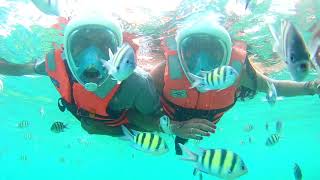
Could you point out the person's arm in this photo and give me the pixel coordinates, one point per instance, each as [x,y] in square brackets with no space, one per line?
[157,75]
[12,69]
[149,112]
[287,88]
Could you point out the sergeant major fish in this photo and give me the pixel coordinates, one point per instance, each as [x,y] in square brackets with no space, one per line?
[273,139]
[218,79]
[121,64]
[291,46]
[146,142]
[271,94]
[58,127]
[218,162]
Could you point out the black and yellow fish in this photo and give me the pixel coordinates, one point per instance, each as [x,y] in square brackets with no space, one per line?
[218,162]
[146,141]
[58,127]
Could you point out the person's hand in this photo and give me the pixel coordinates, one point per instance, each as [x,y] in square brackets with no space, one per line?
[193,128]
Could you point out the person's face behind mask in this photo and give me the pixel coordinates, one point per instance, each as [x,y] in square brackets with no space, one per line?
[89,48]
[201,53]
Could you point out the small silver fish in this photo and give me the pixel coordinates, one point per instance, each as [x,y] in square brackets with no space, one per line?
[218,162]
[248,128]
[58,127]
[272,140]
[297,172]
[272,94]
[49,7]
[218,79]
[146,142]
[121,64]
[42,112]
[291,46]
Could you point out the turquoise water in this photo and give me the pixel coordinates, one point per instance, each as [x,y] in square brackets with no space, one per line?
[35,152]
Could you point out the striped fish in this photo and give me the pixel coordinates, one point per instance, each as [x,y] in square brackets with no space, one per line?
[146,142]
[273,139]
[297,172]
[58,127]
[292,48]
[218,79]
[218,162]
[121,64]
[271,94]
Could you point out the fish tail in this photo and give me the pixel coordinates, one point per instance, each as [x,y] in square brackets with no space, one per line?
[127,134]
[190,155]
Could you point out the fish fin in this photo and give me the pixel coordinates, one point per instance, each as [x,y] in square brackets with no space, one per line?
[134,132]
[276,46]
[197,80]
[190,155]
[313,50]
[127,134]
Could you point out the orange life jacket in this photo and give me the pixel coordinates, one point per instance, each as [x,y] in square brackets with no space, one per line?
[182,103]
[74,97]
[77,99]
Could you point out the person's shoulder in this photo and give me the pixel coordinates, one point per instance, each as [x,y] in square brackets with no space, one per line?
[139,76]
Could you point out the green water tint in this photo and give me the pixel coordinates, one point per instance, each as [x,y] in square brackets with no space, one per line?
[35,152]
[24,45]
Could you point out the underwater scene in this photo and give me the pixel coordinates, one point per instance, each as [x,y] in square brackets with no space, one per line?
[171,89]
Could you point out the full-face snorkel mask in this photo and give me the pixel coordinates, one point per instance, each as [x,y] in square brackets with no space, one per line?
[87,41]
[203,46]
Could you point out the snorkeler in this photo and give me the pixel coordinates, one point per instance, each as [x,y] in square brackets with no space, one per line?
[186,79]
[100,100]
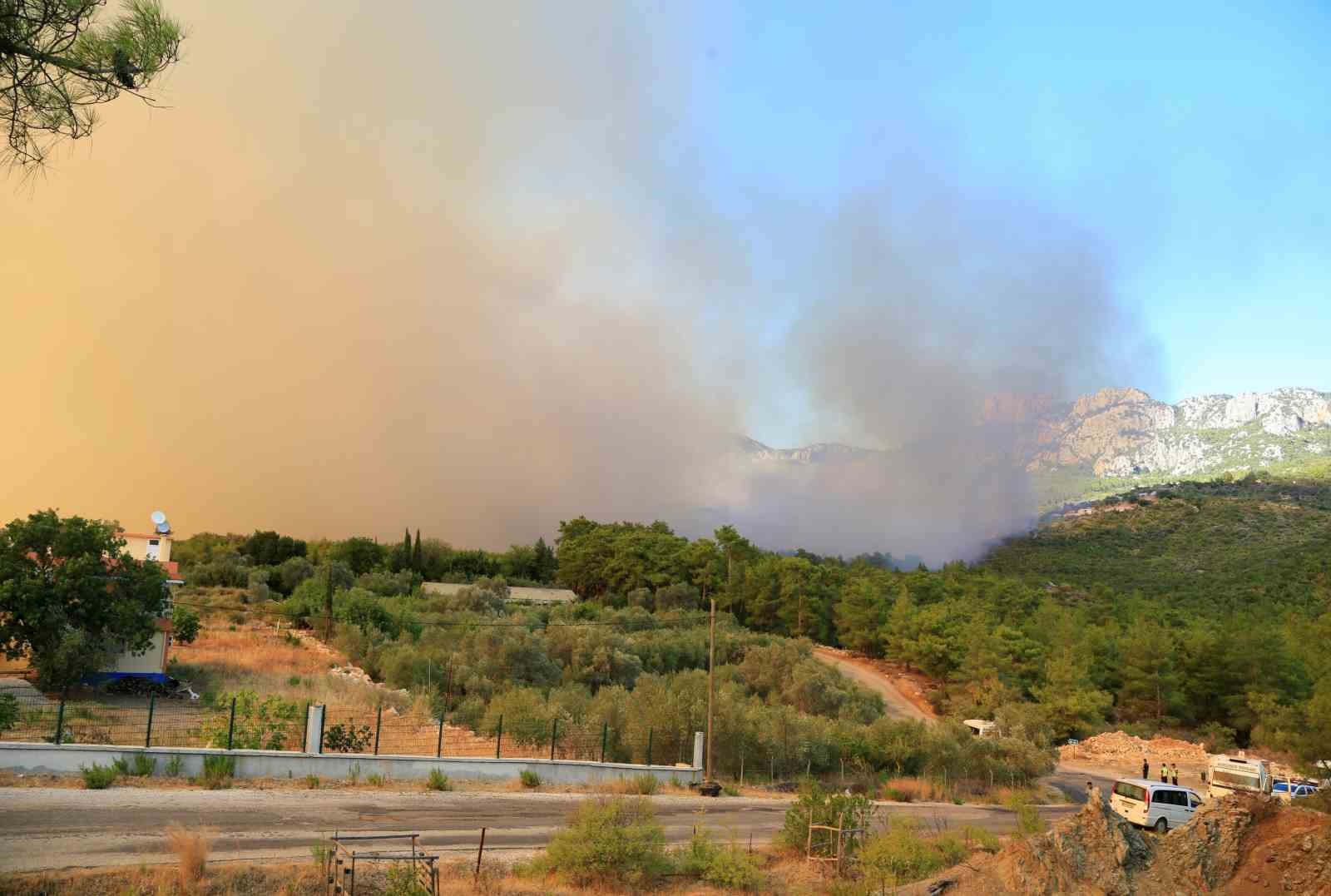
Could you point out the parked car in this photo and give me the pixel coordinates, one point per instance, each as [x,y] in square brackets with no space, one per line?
[1290,791]
[1153,804]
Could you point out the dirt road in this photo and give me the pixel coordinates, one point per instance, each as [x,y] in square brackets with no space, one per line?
[50,829]
[893,700]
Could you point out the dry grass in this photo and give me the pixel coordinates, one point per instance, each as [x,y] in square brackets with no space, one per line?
[190,849]
[306,879]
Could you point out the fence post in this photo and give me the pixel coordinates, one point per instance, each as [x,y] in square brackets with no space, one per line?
[152,705]
[60,719]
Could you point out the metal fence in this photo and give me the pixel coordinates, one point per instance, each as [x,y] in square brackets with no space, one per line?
[256,725]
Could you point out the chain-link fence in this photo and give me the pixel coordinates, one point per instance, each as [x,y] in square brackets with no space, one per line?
[253,723]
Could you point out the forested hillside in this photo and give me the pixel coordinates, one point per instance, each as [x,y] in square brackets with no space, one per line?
[1204,606]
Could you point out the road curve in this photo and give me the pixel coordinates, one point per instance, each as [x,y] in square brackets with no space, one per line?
[893,700]
[52,829]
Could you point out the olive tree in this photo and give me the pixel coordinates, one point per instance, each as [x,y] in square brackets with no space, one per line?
[60,59]
[71,598]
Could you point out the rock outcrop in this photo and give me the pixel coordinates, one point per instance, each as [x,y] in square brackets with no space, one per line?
[1125,433]
[1239,844]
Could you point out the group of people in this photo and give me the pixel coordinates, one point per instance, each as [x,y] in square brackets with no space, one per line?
[1168,775]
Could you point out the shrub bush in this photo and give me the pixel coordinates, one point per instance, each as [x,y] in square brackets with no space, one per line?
[900,855]
[643,785]
[261,723]
[99,778]
[722,865]
[610,842]
[346,738]
[818,805]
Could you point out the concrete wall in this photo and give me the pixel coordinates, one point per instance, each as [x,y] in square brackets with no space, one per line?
[66,759]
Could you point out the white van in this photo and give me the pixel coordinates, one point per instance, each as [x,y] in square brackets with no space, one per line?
[1153,804]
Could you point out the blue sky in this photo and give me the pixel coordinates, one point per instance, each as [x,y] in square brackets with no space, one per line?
[1191,141]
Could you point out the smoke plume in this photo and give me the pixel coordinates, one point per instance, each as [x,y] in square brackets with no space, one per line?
[459,268]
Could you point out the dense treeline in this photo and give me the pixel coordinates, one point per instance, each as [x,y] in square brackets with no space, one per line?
[273,565]
[1204,606]
[641,671]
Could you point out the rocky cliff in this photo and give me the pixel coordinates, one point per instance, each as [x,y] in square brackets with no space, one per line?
[1125,433]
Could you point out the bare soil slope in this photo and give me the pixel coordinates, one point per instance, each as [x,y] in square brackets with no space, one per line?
[1242,844]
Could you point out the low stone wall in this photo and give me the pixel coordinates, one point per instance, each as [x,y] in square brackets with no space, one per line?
[66,759]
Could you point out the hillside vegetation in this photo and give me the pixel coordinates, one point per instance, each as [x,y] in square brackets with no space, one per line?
[1202,607]
[1248,543]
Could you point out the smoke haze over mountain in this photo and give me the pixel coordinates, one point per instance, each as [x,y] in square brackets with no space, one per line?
[472,270]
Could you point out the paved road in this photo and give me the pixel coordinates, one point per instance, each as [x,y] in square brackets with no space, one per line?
[893,702]
[48,829]
[1071,782]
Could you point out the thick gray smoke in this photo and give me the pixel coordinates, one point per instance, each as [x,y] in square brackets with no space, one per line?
[458,268]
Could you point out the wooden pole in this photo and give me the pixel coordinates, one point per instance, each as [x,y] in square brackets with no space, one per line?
[711,687]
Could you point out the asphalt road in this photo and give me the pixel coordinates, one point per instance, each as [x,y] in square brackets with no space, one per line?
[50,829]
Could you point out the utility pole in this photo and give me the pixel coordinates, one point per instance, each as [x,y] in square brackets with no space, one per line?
[711,687]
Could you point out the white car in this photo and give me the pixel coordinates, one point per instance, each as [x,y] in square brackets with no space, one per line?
[1153,804]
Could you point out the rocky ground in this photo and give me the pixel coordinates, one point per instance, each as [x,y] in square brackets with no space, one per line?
[1239,845]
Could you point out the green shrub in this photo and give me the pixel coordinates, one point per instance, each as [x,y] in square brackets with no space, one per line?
[610,842]
[403,882]
[982,839]
[217,772]
[99,778]
[261,723]
[643,785]
[818,805]
[722,865]
[900,855]
[348,738]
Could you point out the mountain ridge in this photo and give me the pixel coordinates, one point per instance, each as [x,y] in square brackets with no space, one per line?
[1122,433]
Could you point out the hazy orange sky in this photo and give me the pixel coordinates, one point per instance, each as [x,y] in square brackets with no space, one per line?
[463,270]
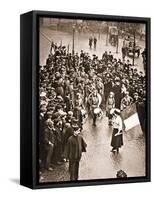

※

• **JOB**:
How many of the lines above contain the string "fence"? Case counts. Reply with the number only.

• **COMPLETED EXERCISE**:
3